Start of Text segment

Nutrition, the war on fat

nutritionThe food industry is truly inventive. Faced with the war on fat during the 1980's, adjustments were made, resulting in the store shelves being lined with every type of food now labelled either low fat or fat free.

It became close to a cardinal sin to even consider any type of nutrition with a fatty content. Instead we were to experience skim milk, low fat imitation meat in the form of soya products, margarine in place of butter and the list goes on endlessly...

The anti-fat message went mainstream and became so embedded in medicine and nutrition, that it was virtually impossible to challenge the consensus.
Along with this campaign came a warning to cut fat and cholesterol as these two evils were responsible for millions of people dropping dead from heart attacks.

End of Text segment
Start of Study material

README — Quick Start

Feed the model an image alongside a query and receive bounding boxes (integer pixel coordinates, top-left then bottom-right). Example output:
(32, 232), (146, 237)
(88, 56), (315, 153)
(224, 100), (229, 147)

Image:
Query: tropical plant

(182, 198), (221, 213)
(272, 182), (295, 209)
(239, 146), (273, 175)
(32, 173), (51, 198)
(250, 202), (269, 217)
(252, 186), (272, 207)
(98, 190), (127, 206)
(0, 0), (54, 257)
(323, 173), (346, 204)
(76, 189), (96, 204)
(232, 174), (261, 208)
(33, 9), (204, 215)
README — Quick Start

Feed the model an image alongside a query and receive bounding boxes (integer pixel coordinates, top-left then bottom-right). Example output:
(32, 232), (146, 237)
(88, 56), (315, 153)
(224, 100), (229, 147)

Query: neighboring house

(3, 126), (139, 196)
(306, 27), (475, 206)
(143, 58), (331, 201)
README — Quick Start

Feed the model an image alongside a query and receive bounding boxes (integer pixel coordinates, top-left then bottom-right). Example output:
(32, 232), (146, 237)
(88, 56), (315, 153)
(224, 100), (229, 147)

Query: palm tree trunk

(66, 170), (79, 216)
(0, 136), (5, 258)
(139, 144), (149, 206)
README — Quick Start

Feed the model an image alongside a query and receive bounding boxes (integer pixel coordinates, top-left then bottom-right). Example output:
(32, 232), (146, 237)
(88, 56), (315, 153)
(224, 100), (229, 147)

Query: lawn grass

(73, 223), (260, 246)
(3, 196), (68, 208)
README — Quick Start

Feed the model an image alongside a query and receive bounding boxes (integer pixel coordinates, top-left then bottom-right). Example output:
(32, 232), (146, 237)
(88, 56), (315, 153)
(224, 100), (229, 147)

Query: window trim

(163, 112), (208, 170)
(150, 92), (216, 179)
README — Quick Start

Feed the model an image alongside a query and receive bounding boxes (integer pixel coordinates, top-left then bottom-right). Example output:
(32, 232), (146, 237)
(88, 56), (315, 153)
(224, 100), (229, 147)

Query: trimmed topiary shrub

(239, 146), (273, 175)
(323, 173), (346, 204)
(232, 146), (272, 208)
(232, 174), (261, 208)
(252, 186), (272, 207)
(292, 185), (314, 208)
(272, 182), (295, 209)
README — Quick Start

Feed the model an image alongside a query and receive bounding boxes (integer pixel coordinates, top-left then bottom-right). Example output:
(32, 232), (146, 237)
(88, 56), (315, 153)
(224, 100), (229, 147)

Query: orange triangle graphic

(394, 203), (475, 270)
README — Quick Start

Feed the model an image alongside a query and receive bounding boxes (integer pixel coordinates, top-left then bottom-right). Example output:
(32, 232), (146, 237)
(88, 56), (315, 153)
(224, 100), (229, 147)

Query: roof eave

End of Study material

* [Exercise prompt]
Repeat word for word everything in the war-on-fat text above from "Nutrition, the war" down to "or fat free.".

* [Task result]
Nutrition, the war on fat

nutritionThe food industry is truly inventive. Faced with the war on fat during the 1980's, adjustments were made, resulting in the store shelves being lined with every type of food now labelled either low fat or fat free.